▶ _Directions for this task_: Could you reproduce every record below exactly, excluding all pictures?

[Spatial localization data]

-- Opening Marker --

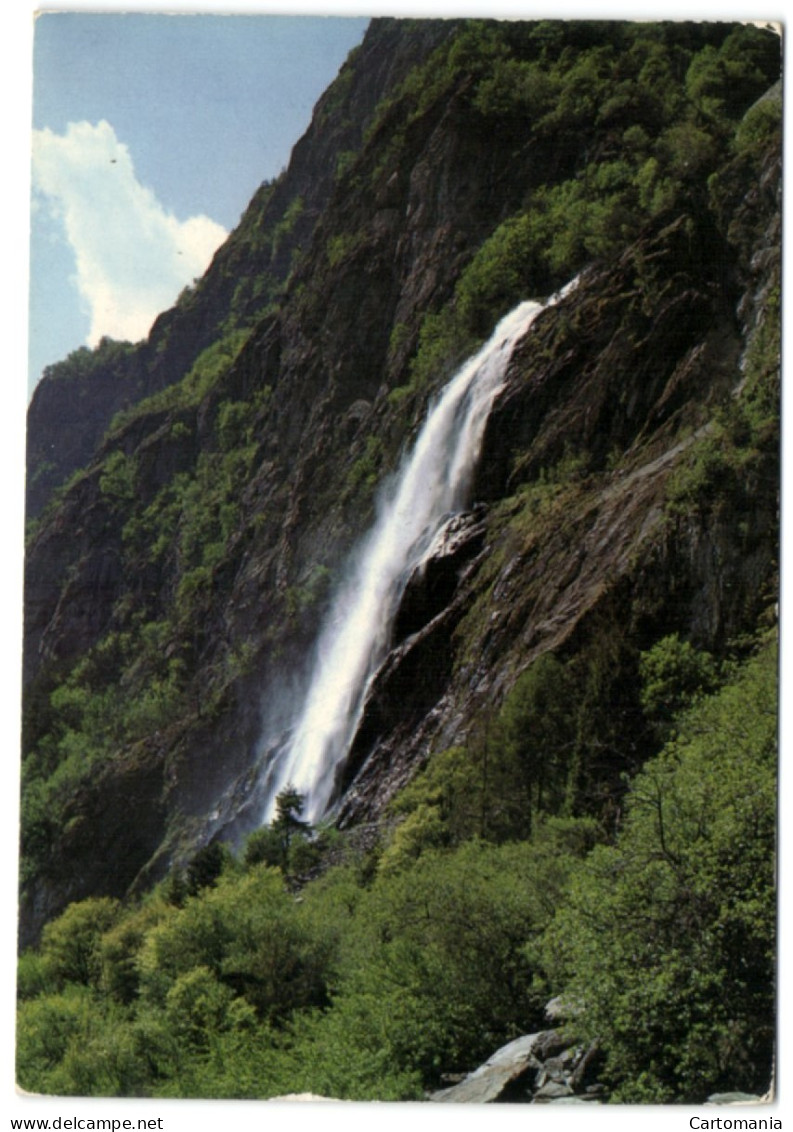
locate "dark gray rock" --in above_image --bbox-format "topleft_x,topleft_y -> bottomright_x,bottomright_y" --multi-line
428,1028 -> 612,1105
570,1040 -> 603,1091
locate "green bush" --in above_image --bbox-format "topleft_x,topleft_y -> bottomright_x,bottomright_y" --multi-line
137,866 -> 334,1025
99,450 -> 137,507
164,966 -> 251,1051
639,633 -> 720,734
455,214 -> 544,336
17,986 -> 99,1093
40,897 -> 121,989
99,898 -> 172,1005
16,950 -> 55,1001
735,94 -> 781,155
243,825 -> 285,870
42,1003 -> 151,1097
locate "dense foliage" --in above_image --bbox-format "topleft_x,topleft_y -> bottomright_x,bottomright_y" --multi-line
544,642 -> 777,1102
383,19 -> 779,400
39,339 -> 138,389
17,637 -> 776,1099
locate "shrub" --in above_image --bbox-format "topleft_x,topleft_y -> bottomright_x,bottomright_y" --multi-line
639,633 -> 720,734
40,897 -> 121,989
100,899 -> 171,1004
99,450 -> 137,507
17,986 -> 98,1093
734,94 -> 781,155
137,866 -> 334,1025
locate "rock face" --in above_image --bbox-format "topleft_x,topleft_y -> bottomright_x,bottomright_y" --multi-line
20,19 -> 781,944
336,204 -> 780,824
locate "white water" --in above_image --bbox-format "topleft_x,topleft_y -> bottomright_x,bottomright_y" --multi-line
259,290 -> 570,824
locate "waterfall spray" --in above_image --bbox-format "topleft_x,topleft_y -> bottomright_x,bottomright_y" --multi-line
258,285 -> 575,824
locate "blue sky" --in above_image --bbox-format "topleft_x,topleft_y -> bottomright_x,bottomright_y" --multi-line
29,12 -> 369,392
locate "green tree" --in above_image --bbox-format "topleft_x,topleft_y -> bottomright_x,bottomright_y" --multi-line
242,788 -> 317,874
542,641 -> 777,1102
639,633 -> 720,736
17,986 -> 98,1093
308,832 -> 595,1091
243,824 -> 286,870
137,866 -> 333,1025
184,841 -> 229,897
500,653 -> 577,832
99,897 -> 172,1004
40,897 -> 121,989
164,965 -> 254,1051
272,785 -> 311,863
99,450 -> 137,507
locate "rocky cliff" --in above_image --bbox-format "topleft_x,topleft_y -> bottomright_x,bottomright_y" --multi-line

-- Closing Marker --

▶ _Answer for this exercise_:
locate "dark gray rock" --in above_image --bbox-format "topleft_x,topleft_y -> bottomright_x,bottomright_y" --multi-line
428,1028 -> 612,1105
570,1040 -> 603,1091
locate "green bush" --in above_image --bbox-format "topleft_x,topleft_y -> bottomright_x,bottomright_y" --multi-line
137,866 -> 334,1025
99,450 -> 137,507
164,966 -> 251,1051
639,633 -> 720,734
455,214 -> 544,336
17,986 -> 99,1093
40,897 -> 121,989
99,898 -> 172,1005
16,950 -> 55,1001
735,94 -> 781,155
243,825 -> 285,870
42,1003 -> 151,1097
locate "dense foliage" --in above_image --bbox-format "topleft_x,topleft_y -> bottomright_x,bottomright_y" --multi-line
544,642 -> 777,1102
383,19 -> 779,400
39,339 -> 138,389
17,637 -> 776,1099
locate "shrub" --in above_image --bbox-format "topleft_x,topleft_y -> bottomright_x,bottomright_y" --multi-line
639,633 -> 720,734
40,897 -> 121,989
100,899 -> 171,1004
99,450 -> 137,507
17,986 -> 98,1093
734,94 -> 781,155
137,866 -> 334,1025
locate "rock face" --in above_image --bbox-format "topleft_x,topleft_y -> bottomright_x,bottomright_y" --multi-line
20,19 -> 781,944
336,204 -> 780,824
locate "white water" --in above_image --bbox-format "topleft_x,topleft_y -> bottomright_x,bottomright_y" --multi-line
259,290 -> 570,824
locate "waterfall spray" --in above_image --bbox-format "topleft_x,topleft_y -> bottomright_x,bottomright_y" --multi-line
258,285 -> 575,824
locate "blue sky" --in above_image --bbox-format "topleft_x,topleft_y -> bottomright_x,bottomright_y" --multi-line
29,12 -> 369,392
locate "green tree" --in above_image --bbox-format "topleft_x,topleft_y -> bottomright_x,bottomright_y" --multi-line
242,788 -> 317,874
542,641 -> 777,1102
639,633 -> 720,736
17,986 -> 98,1093
308,832 -> 595,1091
243,824 -> 286,870
137,866 -> 333,1025
184,841 -> 229,897
500,653 -> 577,832
99,897 -> 172,1004
40,897 -> 121,989
164,965 -> 254,1051
272,785 -> 311,863
99,450 -> 137,507
locate "rocky cliff" --in above_image --bbox-format "topleft_x,topleft_y -> bottomright_x,bottomright_y" --multi-line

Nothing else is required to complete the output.